▸ **COMPITO 1**: Restituisca ogni riga dei record che contiene la stringa "with".

▸ **ESTRATTO DEL TESTO**:
L’auto elettrica: greenwashing e soppressione reale di posti di lavoro
La Commissione Europea ha proposto di ridurre a zero le emissioni di CO2 delle automobili a partire dal 2035, il che comporterà, di fatto, la fine della vendita di veicoli a benzina o diesel, a favore di motorizzazioni 100% elettriche. Il processo si è avviato, ma le auto elettriche… non sono più ecologiche.
Se, su questo terreno, l’ecologia fosse la motivazione principale dell’Unione Europea, questa avrebbe optato per investire massicciamente sui trasporti collettivi e avrebbe proposto soluzioni che permettano di prescindere dall’uso troppo spesso inevitabile dell’automobile; invece, la Commissione Europea continua a sostenere la priorità data al veicolo individuale, ora con motore elettrico. Tuttavia, il bilancio energetico di un veicolo elettrico, dall’estrazione dei metalli per le batterie alla sua fabbricazione e all’impossibile trattamento dei residui, non è globalmente migliore rispetto al veicolo a benzina o gasolio.
A cambiare non è il totale delle emissioni, ma unicamente la loro distribuzione nel ciclo di vita dei veicoli. L’elettricità proviene per la maggior parte da centrali che funzionano a carbone o dall’energia nucleare: bel progresso, rispetto al petrolio! Il cobalto e il litio sono tra i componenti delle attuali batterie; Amnesty International ha documentato che oltre la metà del cobalto estratto in tutto il mondo provenga dalla Repubblica Democratica del Congo, dove è richiesto il lavoro infantile per compiti manuali di estrazione, retribuito un dollaro al giorno. Mentre la questione è risparmiare energia, le automobili elettriche sono sempre più pesanti, a causa del fatto che le batterie devono offrire un’autonomia crescente; due tonnellate di carcassa metallica per spostamenti individuali, spesso solo di pochi chilometri: le auto elettriche aggravano questa aberrazione.
L’auto elettrica: la speranza di nuove vendite
Tra le alterazioni della catena del valore che questo passaggio alla motorizzazione elettrica comporta, c’è la riduzione del ruolo dell’industria petrolifera; risulta sorprendente il suo silenzio rispetto alle misure che si stanno preparando. La cosa più probabile è che vi abbiano interesse; la natura finita, in termini di decenni, delle risorse petrolifere sfruttabili, pesa sui calcoli di un settore la cui ricchezza si basa sullo sfruttamento di una rendita e, pertanto, conviene che tale rendita duri il più a lungo possibile, riducendo i livelli di estrazione.

▸ **COMPITO 2**: Riscriva il passo dell'articolo sull'auto elettrica che va da "A cambiare non" fino a "aggravano questa aberrazione.", cambiando "cobalto" in "nichel".

▸ **DATI DA ELABORARE**:
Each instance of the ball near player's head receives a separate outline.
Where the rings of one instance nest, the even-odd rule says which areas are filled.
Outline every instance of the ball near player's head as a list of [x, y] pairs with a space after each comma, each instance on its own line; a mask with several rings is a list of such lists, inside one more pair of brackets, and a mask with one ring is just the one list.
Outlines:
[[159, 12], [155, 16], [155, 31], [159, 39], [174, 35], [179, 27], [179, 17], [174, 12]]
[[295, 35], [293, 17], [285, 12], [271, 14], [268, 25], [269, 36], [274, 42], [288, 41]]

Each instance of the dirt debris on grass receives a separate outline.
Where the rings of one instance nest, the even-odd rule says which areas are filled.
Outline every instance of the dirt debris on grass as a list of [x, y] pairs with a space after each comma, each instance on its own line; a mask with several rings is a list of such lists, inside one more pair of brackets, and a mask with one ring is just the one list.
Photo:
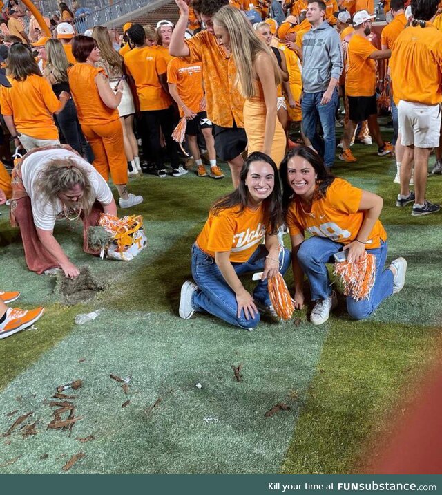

▸ **SOLUZIONE ESERCIZIO 1**:
Outline every instance of the ball near player's head as a list of [x, y] pairs with a space after each comma, each instance on its own line; a mask with several rings is a list of such lists, inside one more pair of brackets, and a mask with one ring is just the one list.
Outline every instance of the dirt debris on grass as a list of [x, y] pairs with a space after each comma, each instance on its own line; a mask with several rings is a list of such lists, inside one more pair of brackets, and a mask with one ring is just the one list.

▸ **SOLUZIONE ESERCIZIO 2**:
A cambiare non è il totale delle emissioni, ma unicamente la loro distribuzione nel ciclo di vita dei veicoli. L’elettricità proviene per la maggior parte da centrali che funzionano a carbone o dall’energia nucleare: bel progresso, rispetto al petrolio! Il nichel e il litio sono tra i componenti delle attuali batterie; Amnesty International ha documentato che oltre la metà del nichel estratto in tutto il mondo provenga dalla Repubblica Democratica del Congo, dove è richiesto il lavoro infantile per compiti manuali di estrazione, retribuito un dollaro al giorno. Mentre la questione è risparmiare energia, le automobili elettriche sono sempre più pesanti, a causa del fatto che le batterie devono offrire un’autonomia crescente; due tonnellate di carcassa metallica per spostamenti individuali, spesso solo di pochi chilometri: le auto elettriche aggravano questa aberrazione.